── EXCERPT PROVIDED

Once an enclave of organized crime, the Spanish Quarter is now shedding its past and opening up to the world through a trend of touristification. The heightened interest in the Spanish Quarter primarily stems from the area's distinctive atmosphere, unique architectural style, and the unconventional experience it offers in terms of public spaces. This combination of factors differentiates the Spanish Quarter from other urban areas, making it a subject of particular intrigue and study. While touristification brings higher incomes for residents and improves the feeling of safety, it might cause an identity shift in the area, which has initially been the main reason for its attractiveness.

Introduction 

The old town of Naples is the largest historic center in Europe, and has preserved its original grid patterned street network from around 400 BC. 1 The Spanish Quarter, known as Quartieri Spagnoli, derives its name from the Spanish military garrisons stationed there during the Spanish rule of Naples in the 16th century, reflecting the area's historical and cultural ties to its colonial past. The Spanish Quarter has existed from its inception until recently as an enclave with its own dynamics, disconnected from the urban flow and with a somewhat negative reputation. 2 Recently the area has been re-evaluated and has become one of the main tourist attractions of the city, where we can observe the ‘order in chaos’ lifestyle of the locals that represent the Neapolitan soul.

────
── RAW DATA

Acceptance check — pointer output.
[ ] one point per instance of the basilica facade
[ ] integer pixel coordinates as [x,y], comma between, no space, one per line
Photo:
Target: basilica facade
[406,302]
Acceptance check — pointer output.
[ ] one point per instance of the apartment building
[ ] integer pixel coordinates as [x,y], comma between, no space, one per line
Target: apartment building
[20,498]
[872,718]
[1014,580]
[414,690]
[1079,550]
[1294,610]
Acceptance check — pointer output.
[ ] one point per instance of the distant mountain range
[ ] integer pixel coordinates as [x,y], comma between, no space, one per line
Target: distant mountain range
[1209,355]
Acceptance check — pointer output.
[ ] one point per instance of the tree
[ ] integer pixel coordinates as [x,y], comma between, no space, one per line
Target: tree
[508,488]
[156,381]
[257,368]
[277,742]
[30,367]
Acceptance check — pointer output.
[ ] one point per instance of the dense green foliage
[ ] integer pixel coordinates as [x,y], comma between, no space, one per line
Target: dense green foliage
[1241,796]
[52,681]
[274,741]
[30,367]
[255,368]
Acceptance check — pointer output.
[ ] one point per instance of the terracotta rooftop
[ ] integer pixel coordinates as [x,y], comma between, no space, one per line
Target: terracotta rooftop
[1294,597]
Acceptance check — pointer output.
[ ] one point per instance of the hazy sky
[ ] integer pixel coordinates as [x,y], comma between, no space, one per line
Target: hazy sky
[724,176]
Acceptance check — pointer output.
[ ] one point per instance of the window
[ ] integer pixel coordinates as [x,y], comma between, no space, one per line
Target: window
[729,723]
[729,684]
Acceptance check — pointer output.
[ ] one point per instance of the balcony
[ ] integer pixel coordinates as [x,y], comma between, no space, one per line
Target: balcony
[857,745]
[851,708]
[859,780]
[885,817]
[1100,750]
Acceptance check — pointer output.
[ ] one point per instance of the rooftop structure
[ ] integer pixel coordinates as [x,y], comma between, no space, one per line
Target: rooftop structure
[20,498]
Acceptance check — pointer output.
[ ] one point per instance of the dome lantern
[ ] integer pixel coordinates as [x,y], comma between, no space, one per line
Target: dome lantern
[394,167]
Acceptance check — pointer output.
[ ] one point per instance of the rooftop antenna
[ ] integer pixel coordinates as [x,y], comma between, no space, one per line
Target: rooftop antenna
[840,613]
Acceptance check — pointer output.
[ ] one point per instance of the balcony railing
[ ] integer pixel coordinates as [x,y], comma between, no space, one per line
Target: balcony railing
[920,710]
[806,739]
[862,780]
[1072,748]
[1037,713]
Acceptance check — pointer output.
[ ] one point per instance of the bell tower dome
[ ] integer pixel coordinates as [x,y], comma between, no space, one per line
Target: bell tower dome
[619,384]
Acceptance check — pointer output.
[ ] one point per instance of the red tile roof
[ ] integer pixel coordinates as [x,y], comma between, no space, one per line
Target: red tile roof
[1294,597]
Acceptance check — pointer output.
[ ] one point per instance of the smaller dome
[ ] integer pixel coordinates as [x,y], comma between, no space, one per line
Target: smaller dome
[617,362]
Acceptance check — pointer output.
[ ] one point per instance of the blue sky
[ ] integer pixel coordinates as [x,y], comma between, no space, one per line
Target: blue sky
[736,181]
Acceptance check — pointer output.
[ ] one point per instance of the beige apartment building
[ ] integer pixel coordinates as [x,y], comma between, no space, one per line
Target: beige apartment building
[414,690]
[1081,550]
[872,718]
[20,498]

────

### WHAT TO WORK ON
1 – Answer these questions from the Spanish Quarter text:
(a) What does the text call the old town of Naples?
(b) Where does the Spanish Quarter get its name?
(c) Which two benefits of touristification for residents does the text name?
2 – Turn the paragraph of the Spanish Quarter text that begins "Once an enclave of organized crime" into a short bulleted list that keeps its main facts.
3 – From the Spanish Quarter text, extract the passage from "Introduction" up to and including "the Neapolitan soul.", copying it word for word.

### SOLUTIONS FOR EACH TASK
1 –
(a) The largest historic center in Europe.
(b) From the Spanish military garrisons stationed there during the Spanish rule of Naples in the 16th century.
(c) Higher incomes and an improved feeling of safety.

2 –
- The Spanish Quarter was once an enclave of organized crime. It is now shedding that past and opening up to the world through touristification.
- Interest in the area comes mainly from its distinctive atmosphere, its unique architectural style, and the unconventional experience of its public spaces.
- These factors set it apart from other urban areas and make it a subject of particular intrigue and study.
- Touristification brings residents higher incomes and improves the feeling of safety.
- It may also shift the area's identity, which was originally the main reason for its attractiveness.

3 –
Introduction 

The old town of Naples is the largest historic center in Europe, and has preserved its original grid patterned street network from around 400 BC. 1 The Spanish Quarter, known as Quartieri Spagnoli, derives its name from the Spanish military garrisons stationed there during the Spanish rule of Naples in the 16th century, reflecting the area's historical and cultural ties to its colonial past. The Spanish Quarter has existed from its inception until recently as an enclave with its own dynamics, disconnected from the urban flow and with a somewhat negative reputation. 2 Recently the area has been re-evaluated and has become one of the main tourist attractions of the city, where we can observe the ‘order in chaos’ lifestyle of the locals that represent the Neapolitan soul.